-- start --

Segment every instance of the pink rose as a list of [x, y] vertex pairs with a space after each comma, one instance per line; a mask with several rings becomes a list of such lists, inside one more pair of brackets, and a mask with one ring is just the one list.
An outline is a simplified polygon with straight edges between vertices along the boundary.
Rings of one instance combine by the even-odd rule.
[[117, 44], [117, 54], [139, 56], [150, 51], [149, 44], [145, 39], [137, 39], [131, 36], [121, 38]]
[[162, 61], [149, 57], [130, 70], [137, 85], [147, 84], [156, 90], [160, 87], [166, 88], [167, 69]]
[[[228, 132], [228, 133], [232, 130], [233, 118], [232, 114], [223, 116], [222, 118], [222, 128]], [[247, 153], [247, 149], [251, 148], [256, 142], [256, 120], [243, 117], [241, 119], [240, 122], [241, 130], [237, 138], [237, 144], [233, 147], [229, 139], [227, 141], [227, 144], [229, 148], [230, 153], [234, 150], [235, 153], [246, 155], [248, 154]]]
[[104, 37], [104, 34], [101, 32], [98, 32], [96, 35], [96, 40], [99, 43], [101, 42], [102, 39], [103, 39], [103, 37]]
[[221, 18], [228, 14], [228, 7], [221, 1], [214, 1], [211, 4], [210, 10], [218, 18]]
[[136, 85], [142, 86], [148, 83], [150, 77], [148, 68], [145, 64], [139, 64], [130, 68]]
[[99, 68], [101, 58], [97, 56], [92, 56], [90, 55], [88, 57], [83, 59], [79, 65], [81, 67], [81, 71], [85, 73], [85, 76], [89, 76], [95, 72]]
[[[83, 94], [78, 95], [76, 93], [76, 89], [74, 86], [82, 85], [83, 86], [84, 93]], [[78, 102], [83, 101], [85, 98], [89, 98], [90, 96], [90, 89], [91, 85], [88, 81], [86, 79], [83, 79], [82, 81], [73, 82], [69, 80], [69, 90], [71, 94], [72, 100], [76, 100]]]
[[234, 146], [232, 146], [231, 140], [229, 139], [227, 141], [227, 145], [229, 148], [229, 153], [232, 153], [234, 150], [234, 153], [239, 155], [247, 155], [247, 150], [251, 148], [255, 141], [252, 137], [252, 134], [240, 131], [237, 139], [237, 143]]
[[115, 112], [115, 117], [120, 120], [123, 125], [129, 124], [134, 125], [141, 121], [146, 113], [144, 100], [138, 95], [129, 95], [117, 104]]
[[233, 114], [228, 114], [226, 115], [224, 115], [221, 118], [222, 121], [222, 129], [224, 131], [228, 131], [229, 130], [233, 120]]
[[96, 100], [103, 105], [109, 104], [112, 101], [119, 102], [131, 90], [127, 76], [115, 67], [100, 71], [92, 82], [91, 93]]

-- end --

DIRECTIONS |
Reproduce every row above word for word, keeping the lines in their original order.

TASK RESPONSE |
Segment every instance of the pink rose as a list of [x, y] vertex pairs with a space after each comma, one instance per line; a mask with several rings becomes a list of such lists, inside one more pair of brackets, and a mask with one ring is just the one list.
An outline is a simplified polygon with straight edges between vertices along the boundary.
Rings of one instance combine by the even-odd rule.
[[117, 44], [117, 54], [139, 56], [150, 51], [149, 44], [145, 39], [137, 39], [131, 36], [121, 38]]
[[162, 61], [149, 57], [130, 70], [137, 85], [147, 84], [156, 90], [160, 87], [166, 88], [167, 69]]
[[[228, 132], [228, 133], [232, 130], [233, 118], [232, 114], [223, 116], [222, 118], [222, 128]], [[247, 153], [247, 149], [251, 148], [256, 142], [256, 120], [243, 117], [241, 119], [240, 122], [241, 130], [237, 138], [237, 144], [233, 147], [229, 139], [227, 141], [227, 144], [229, 148], [230, 153], [234, 150], [235, 153], [246, 155], [248, 154]]]
[[104, 37], [104, 34], [101, 32], [98, 32], [96, 35], [96, 40], [99, 43], [101, 42], [102, 39], [103, 39], [103, 37]]
[[221, 18], [228, 14], [228, 7], [221, 1], [214, 1], [211, 4], [210, 10], [218, 18]]
[[136, 85], [142, 86], [148, 83], [150, 77], [148, 68], [145, 64], [139, 64], [130, 68]]
[[99, 68], [101, 58], [97, 56], [92, 56], [90, 55], [88, 57], [83, 59], [79, 65], [81, 67], [81, 71], [85, 73], [85, 76], [89, 76], [95, 72]]
[[[83, 94], [78, 95], [76, 93], [76, 89], [74, 86], [82, 85], [83, 86], [84, 93]], [[78, 102], [83, 101], [85, 98], [89, 98], [90, 96], [90, 89], [91, 85], [88, 81], [86, 79], [83, 79], [82, 81], [73, 82], [69, 80], [69, 90], [71, 94], [72, 100], [76, 100]]]
[[234, 146], [232, 146], [231, 140], [229, 139], [227, 141], [227, 145], [229, 148], [229, 153], [232, 153], [234, 150], [234, 153], [239, 155], [247, 155], [247, 150], [251, 148], [255, 141], [252, 137], [252, 134], [240, 131], [237, 139], [237, 143]]
[[115, 112], [115, 117], [120, 120], [123, 125], [129, 124], [134, 125], [141, 121], [146, 113], [144, 100], [138, 95], [129, 95], [117, 104]]
[[233, 114], [228, 114], [226, 115], [224, 115], [221, 118], [222, 121], [222, 129], [224, 131], [228, 131], [229, 130], [233, 120]]
[[96, 100], [103, 105], [109, 104], [112, 101], [119, 102], [131, 90], [127, 76], [115, 67], [100, 71], [92, 82], [91, 93]]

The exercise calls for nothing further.